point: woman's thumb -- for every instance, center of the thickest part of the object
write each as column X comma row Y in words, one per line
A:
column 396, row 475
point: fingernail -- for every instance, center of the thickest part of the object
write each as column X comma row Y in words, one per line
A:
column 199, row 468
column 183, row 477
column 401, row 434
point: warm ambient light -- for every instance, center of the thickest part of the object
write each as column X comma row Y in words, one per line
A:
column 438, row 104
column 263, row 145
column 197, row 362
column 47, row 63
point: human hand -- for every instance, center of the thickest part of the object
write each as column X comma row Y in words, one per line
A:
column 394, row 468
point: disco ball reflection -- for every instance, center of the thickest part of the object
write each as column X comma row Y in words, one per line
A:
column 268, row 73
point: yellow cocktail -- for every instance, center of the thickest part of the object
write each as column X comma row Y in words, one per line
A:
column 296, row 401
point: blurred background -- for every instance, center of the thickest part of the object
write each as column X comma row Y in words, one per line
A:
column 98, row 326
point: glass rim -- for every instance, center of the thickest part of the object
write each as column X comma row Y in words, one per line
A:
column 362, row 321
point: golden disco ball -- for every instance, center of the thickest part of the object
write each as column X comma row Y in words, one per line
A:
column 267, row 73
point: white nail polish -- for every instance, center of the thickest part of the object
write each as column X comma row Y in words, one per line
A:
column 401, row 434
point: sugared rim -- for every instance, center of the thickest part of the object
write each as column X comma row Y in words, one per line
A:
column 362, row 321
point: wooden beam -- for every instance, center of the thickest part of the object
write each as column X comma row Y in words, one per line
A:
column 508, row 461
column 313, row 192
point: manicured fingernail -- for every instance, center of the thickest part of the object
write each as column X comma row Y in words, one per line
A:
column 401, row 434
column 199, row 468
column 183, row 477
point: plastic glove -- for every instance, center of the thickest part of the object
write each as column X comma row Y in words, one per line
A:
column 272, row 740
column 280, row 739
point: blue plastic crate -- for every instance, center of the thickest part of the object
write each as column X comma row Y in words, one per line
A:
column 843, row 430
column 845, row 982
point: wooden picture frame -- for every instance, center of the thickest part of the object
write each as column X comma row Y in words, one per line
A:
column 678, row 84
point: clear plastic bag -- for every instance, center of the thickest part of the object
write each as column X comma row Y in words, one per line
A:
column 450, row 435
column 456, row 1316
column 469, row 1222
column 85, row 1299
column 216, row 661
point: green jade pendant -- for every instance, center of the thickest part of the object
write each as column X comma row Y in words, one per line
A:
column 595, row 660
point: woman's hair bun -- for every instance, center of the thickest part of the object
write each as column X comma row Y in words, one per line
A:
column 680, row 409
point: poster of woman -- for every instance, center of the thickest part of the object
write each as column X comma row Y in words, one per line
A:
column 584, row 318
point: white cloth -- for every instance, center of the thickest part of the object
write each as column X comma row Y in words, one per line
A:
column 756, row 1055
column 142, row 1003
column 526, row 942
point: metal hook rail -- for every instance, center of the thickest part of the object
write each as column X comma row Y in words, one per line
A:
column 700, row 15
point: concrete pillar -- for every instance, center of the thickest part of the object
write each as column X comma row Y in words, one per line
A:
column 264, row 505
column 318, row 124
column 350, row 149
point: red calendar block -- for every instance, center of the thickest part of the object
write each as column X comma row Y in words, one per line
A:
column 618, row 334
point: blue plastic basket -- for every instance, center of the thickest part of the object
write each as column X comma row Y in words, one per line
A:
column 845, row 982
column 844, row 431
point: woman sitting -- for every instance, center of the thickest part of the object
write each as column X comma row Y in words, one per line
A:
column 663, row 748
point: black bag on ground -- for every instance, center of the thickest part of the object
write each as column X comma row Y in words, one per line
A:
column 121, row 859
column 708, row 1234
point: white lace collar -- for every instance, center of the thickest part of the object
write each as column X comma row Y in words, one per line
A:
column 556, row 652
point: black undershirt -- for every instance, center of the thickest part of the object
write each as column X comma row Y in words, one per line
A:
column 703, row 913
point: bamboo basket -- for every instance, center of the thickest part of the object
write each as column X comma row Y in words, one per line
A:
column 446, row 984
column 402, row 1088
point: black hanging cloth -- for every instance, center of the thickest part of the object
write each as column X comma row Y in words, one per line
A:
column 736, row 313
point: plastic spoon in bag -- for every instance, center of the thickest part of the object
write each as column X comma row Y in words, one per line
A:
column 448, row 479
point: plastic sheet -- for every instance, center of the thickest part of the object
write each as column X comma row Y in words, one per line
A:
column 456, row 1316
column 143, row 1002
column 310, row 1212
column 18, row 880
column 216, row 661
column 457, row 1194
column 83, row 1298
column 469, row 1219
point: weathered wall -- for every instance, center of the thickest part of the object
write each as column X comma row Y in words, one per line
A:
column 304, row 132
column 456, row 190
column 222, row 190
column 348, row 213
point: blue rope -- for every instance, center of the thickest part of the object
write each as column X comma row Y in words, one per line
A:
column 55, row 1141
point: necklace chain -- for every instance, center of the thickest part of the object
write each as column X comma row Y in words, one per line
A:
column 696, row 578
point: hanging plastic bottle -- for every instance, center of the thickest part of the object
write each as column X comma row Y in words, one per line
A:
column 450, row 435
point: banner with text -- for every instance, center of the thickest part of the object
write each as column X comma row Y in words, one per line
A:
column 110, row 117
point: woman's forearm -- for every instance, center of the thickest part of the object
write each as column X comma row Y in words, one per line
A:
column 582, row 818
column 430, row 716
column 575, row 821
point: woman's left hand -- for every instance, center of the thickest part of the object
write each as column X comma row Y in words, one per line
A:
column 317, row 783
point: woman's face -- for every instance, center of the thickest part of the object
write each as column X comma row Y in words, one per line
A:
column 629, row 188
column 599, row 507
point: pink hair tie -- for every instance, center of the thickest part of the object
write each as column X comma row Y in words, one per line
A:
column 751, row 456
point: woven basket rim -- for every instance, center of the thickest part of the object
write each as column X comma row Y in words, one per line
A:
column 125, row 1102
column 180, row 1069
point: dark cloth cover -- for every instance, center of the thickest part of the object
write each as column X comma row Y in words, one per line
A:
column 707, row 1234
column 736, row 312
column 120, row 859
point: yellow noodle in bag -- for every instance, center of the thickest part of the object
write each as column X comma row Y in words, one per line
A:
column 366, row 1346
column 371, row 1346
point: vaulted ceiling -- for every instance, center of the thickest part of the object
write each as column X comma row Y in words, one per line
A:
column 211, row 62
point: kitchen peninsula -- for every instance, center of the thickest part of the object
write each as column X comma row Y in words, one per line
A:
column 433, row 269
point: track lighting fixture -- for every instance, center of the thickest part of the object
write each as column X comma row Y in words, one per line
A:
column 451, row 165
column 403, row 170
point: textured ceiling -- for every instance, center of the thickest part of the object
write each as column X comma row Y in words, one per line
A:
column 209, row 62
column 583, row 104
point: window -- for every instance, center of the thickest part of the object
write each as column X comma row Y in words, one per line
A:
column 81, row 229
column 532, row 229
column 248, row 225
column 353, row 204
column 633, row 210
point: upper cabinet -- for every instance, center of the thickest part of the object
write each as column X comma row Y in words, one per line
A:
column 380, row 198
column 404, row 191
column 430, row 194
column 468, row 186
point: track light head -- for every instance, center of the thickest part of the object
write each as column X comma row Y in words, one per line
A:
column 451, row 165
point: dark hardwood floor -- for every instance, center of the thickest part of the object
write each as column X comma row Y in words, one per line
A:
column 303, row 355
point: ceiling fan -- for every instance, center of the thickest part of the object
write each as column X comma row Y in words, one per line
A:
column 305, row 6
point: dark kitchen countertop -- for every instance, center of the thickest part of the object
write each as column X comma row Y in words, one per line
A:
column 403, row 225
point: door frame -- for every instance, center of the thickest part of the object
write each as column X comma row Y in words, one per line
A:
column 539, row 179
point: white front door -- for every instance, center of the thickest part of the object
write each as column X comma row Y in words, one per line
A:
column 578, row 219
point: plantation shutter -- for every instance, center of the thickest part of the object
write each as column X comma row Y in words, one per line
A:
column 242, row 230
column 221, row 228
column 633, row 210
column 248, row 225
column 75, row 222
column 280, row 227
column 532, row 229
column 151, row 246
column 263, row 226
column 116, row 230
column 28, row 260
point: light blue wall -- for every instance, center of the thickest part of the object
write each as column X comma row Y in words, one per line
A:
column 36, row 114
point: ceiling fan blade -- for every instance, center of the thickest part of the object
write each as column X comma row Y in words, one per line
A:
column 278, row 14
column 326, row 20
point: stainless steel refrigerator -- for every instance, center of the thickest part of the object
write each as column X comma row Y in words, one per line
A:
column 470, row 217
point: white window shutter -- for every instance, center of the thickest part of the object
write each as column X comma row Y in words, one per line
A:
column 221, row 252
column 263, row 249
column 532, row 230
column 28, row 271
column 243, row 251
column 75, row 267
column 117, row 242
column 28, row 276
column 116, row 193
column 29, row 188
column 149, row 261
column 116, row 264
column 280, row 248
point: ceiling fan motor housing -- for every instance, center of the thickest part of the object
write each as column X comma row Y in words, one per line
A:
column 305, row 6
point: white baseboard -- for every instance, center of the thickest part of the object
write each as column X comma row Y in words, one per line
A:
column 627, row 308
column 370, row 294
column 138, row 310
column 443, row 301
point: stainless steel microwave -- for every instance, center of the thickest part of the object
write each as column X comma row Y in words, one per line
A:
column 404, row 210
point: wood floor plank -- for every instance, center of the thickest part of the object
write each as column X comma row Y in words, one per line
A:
--- --- ---
> [Task item]: From the entries above, extract every line where the word "steel" appears.

> [Response to this exercise]:
point: stainless steel refrigerator -- for every instance, center of the thickest part of the object
point: stainless steel microwave -- for every instance, center of the thickest part of the object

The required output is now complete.